Exercise requirements:
• a. According to the post about suicide, about how many suicide attempts are made each year?
• b. How would you translate this sentence from the post about suicide into Spanish: "It is the first time I can remember being taken to London."

In 2005, more than 17,000 people committed suicide by using a firearm, 31% of these were women. Each year, approximately 750,000 suicide attempts are made. An estimated 5 million living Americans have attempted suicide, and more females attempt suicide than males."
This is only part of a very long and informative post.

So that's the why of the project. From a personal perspective I am engaging in this project as it touches on a few experiences that I have had in my lifetime. I am fortunate not to have been confronted with anything firsthand as such, though if I think back over my life there are two instances that I would like to share with everyone here.
The first happened when I was very young- I must have been about 6. It is the first time I can remember being taken to London. We were standing on the platform of one of the old underground tube stations. I was holding my fathers hand and we were trying to spot a 'tube' mouse when an announcement came over the tannoy to say that the train would be delayed as there had been some kind of incident. I didn't understand what had happened until I overheard grown ups around us discussing it- it transpired that someone had committed suicide by throwing themselves in front of one of the trains further up the line.

Items listed in a dataset
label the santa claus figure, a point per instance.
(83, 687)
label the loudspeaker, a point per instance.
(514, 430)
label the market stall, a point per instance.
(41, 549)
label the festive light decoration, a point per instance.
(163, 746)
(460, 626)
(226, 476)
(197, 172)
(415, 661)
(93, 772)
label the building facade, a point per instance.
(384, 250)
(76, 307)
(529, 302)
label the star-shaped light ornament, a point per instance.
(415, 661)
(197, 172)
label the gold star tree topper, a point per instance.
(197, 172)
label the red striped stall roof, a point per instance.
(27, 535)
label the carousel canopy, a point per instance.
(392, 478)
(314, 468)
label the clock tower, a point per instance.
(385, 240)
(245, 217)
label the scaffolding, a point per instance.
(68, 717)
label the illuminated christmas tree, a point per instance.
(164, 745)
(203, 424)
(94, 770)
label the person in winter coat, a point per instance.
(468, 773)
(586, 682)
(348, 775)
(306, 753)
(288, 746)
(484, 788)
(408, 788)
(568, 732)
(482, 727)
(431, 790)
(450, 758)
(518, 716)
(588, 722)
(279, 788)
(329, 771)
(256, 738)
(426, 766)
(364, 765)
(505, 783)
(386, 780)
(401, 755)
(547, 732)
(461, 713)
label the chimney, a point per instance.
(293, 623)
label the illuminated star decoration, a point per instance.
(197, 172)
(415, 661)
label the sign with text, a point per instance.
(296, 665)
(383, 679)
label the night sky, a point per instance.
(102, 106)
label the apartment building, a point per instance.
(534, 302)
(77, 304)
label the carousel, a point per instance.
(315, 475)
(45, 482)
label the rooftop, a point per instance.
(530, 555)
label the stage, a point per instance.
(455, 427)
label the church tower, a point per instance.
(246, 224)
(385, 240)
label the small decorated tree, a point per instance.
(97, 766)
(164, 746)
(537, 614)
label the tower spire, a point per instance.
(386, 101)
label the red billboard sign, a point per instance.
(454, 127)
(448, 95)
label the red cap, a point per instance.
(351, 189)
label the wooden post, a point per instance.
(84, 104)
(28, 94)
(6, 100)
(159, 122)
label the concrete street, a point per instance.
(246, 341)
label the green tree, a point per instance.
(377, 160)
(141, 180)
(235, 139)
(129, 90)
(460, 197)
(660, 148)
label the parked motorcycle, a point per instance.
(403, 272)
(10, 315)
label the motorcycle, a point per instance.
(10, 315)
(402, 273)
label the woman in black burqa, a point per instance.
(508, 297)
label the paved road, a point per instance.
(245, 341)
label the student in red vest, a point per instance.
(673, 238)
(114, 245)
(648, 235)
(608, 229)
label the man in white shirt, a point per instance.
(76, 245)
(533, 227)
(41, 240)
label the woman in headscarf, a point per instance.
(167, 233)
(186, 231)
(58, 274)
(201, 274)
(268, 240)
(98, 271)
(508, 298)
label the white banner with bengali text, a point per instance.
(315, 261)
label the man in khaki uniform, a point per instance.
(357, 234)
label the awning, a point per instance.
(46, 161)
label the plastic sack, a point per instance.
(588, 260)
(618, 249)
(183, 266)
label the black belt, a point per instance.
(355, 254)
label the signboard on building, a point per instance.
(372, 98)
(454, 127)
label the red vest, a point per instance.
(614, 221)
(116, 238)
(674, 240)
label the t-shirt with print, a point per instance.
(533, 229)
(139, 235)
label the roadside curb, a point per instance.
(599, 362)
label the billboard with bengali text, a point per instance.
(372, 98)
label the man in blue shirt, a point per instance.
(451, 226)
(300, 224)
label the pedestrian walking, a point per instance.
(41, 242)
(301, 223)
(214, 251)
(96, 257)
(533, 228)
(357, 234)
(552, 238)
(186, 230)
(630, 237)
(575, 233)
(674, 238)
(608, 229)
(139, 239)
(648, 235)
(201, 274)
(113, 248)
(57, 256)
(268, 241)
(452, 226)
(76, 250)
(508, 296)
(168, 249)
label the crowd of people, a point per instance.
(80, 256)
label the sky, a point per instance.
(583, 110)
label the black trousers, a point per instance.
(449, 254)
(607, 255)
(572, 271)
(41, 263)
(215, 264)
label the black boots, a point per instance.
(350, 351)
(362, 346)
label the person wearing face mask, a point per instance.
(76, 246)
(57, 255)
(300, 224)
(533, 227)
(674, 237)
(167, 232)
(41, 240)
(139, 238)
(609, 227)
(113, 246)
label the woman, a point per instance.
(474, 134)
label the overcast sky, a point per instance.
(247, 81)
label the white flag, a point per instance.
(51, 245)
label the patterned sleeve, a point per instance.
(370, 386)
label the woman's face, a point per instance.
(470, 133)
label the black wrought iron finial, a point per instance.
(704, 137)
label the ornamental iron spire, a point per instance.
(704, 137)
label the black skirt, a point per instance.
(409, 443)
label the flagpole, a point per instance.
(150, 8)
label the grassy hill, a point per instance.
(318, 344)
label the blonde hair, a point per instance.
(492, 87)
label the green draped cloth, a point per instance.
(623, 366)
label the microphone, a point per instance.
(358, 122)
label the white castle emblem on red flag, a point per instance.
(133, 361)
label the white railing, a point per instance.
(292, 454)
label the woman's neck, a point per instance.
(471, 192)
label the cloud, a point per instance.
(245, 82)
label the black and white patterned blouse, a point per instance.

---

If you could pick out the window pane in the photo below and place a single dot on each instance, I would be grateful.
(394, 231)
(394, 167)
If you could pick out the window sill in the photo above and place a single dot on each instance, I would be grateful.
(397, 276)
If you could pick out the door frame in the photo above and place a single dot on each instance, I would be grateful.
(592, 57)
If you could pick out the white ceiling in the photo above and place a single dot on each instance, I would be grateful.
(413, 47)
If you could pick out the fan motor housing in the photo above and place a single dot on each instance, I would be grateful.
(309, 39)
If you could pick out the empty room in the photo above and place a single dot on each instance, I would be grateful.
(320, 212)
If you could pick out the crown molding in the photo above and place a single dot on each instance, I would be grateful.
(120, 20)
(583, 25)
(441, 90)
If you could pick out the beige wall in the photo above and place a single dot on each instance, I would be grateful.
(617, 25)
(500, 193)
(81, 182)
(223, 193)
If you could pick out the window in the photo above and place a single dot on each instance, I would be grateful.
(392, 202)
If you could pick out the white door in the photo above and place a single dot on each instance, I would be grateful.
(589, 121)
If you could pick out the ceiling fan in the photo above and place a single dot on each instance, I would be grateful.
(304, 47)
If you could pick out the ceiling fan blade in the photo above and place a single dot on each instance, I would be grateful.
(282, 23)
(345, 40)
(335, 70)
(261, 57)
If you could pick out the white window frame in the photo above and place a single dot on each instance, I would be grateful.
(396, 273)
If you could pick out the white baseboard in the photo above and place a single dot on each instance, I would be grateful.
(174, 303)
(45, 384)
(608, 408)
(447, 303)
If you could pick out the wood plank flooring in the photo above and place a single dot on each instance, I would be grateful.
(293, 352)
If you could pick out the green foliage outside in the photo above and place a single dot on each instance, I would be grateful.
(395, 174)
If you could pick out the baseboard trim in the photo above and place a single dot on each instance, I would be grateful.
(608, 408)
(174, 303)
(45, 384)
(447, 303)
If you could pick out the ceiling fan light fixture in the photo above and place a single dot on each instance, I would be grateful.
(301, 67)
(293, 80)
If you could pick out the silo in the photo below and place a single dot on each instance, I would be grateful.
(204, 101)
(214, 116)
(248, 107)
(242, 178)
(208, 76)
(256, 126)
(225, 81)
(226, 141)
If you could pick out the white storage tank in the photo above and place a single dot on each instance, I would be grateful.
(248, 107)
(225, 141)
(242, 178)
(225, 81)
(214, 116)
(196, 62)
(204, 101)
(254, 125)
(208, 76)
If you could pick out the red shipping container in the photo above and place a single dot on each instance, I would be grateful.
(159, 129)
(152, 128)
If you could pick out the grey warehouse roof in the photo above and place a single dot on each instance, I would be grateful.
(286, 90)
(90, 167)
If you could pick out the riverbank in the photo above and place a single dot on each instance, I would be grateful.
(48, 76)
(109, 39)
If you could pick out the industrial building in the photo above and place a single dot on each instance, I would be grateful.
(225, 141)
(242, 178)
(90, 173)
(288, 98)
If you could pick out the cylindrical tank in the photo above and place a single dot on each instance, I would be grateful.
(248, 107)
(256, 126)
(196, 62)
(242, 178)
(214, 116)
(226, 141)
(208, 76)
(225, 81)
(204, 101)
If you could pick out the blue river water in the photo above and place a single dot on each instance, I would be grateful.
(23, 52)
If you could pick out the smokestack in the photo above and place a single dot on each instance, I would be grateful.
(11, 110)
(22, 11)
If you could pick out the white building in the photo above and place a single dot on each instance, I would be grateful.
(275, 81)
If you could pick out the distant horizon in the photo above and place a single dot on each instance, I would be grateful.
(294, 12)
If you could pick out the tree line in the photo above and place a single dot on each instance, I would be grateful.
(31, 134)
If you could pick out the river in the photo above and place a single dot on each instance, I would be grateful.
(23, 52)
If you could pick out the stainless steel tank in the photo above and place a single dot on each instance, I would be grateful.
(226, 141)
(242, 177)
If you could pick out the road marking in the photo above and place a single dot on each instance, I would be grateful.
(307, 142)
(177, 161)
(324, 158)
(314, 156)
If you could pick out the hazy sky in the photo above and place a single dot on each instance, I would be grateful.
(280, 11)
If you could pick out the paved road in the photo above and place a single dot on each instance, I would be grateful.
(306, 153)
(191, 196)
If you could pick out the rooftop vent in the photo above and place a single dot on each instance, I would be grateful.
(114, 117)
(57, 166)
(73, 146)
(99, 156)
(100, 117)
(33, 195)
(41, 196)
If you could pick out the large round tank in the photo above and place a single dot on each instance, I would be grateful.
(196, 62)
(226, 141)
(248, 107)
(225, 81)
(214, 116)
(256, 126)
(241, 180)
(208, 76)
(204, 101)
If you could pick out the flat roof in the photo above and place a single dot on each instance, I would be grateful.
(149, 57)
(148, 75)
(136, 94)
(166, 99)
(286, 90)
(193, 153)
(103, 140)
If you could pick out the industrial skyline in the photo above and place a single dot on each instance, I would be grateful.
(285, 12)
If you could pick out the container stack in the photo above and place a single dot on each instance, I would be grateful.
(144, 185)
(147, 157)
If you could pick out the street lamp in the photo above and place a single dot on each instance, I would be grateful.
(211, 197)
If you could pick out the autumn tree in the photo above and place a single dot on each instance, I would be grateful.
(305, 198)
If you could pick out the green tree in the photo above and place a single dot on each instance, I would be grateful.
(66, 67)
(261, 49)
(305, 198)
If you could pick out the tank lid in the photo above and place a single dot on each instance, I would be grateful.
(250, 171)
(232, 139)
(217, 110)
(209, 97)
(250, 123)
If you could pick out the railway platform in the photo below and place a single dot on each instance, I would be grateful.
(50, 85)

Task-by-task solutions:
• a. Approximately 750,000.

• b. Es la primera vez que recuerdo que me llevaron a Londres.